■ **Directions for this task**
Within the data below, tally the lines that contain "shorts" and state only the total.

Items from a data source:

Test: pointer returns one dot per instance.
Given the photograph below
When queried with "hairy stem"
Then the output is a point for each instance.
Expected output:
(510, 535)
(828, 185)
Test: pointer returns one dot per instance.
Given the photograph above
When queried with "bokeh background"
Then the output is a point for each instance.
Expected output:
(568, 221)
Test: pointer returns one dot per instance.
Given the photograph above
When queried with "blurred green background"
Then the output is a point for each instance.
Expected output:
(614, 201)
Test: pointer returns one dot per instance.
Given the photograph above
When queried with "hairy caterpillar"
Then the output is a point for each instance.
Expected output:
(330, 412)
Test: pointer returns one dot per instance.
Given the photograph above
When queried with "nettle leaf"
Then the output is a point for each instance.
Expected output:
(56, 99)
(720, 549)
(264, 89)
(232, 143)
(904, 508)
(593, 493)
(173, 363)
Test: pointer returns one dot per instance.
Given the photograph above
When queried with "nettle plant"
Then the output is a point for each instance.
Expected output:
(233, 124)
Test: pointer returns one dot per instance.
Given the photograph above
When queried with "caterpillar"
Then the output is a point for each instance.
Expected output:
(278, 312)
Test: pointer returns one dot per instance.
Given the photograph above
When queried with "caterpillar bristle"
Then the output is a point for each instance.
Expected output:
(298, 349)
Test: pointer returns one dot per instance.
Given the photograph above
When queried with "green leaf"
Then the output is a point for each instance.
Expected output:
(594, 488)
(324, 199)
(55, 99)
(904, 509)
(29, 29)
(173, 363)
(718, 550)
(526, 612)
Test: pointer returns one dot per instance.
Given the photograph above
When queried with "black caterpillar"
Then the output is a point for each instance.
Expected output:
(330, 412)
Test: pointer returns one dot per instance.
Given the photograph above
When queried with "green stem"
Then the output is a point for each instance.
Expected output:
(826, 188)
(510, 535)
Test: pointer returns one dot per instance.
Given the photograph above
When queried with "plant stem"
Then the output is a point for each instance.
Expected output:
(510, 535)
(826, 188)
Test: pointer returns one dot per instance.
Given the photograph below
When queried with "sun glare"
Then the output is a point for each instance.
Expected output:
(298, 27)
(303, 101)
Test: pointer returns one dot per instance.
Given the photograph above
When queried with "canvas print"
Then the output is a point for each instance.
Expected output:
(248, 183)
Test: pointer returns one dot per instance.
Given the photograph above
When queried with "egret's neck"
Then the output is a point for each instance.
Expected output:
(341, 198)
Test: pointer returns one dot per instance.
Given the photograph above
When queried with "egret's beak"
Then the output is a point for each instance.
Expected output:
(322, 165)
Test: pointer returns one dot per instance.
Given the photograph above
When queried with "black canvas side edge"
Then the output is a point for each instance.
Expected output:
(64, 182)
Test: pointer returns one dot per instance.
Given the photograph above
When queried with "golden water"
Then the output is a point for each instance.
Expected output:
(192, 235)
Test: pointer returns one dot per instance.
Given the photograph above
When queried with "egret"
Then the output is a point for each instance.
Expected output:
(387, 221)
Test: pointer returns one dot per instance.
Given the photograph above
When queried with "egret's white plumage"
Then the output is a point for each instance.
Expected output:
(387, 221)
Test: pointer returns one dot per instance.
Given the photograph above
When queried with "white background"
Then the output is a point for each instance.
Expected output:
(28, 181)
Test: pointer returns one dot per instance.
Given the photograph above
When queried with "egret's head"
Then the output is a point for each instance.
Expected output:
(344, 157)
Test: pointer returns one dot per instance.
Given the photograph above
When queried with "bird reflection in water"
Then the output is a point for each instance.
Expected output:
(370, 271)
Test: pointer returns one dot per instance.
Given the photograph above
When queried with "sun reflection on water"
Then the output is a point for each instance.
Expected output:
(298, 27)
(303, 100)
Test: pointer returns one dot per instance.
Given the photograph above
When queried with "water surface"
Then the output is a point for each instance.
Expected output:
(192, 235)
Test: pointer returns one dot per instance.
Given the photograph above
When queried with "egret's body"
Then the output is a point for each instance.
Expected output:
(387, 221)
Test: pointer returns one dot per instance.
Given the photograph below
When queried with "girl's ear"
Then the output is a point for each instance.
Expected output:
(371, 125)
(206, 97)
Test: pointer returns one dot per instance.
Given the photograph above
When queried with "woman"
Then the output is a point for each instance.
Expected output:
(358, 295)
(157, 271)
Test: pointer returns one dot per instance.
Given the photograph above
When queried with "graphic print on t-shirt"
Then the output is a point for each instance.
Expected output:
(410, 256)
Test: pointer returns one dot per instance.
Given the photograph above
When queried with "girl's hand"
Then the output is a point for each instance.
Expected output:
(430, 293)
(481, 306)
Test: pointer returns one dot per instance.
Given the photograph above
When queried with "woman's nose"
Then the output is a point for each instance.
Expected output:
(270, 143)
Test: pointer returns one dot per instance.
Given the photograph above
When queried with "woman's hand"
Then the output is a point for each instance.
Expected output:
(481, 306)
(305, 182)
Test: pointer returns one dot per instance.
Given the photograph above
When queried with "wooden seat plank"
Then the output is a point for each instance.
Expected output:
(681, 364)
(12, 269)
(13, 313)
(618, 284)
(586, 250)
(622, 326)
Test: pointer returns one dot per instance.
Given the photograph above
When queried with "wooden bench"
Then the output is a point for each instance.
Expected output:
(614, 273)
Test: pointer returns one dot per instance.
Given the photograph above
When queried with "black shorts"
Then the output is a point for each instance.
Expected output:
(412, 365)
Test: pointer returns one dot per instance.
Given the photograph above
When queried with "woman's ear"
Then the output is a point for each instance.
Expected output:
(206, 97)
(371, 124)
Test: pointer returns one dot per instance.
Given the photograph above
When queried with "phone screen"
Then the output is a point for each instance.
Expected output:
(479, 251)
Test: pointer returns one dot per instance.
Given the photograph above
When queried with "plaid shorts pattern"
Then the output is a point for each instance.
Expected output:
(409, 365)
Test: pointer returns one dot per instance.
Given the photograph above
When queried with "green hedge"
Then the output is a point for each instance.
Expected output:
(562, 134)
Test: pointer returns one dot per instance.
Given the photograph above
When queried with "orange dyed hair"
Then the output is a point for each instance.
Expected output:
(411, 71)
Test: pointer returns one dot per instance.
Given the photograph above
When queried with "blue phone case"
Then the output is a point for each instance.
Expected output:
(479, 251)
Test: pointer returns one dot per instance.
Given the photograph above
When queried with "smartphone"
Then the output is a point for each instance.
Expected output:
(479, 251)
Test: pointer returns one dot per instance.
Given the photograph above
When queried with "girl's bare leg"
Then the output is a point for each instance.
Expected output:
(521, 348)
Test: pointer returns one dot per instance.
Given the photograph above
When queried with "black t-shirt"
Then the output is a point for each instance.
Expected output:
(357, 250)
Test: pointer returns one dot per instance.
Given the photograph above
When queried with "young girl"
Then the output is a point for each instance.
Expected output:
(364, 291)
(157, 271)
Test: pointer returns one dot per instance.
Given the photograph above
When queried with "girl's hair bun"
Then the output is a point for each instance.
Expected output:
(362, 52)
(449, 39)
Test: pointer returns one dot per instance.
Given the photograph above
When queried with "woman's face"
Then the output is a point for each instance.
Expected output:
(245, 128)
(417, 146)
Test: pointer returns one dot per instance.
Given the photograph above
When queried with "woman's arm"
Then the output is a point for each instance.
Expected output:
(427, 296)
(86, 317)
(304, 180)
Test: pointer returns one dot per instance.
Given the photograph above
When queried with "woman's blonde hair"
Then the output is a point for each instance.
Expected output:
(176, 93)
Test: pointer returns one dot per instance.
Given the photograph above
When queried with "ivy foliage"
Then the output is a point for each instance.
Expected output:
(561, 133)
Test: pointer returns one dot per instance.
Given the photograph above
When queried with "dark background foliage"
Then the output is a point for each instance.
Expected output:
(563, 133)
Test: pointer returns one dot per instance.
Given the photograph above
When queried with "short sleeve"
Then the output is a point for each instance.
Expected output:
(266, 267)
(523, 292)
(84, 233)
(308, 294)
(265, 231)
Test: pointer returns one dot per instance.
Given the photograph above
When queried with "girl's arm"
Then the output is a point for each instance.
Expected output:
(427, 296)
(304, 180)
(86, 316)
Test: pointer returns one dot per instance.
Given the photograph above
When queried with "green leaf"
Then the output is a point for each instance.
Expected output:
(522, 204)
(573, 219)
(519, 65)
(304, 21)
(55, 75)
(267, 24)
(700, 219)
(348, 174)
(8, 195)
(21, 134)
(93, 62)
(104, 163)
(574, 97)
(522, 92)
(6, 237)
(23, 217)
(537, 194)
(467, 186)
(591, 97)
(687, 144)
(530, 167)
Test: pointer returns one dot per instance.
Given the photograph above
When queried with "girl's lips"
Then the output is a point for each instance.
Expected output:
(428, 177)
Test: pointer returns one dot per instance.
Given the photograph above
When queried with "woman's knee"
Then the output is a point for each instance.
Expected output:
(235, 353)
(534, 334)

■ **Response area**
2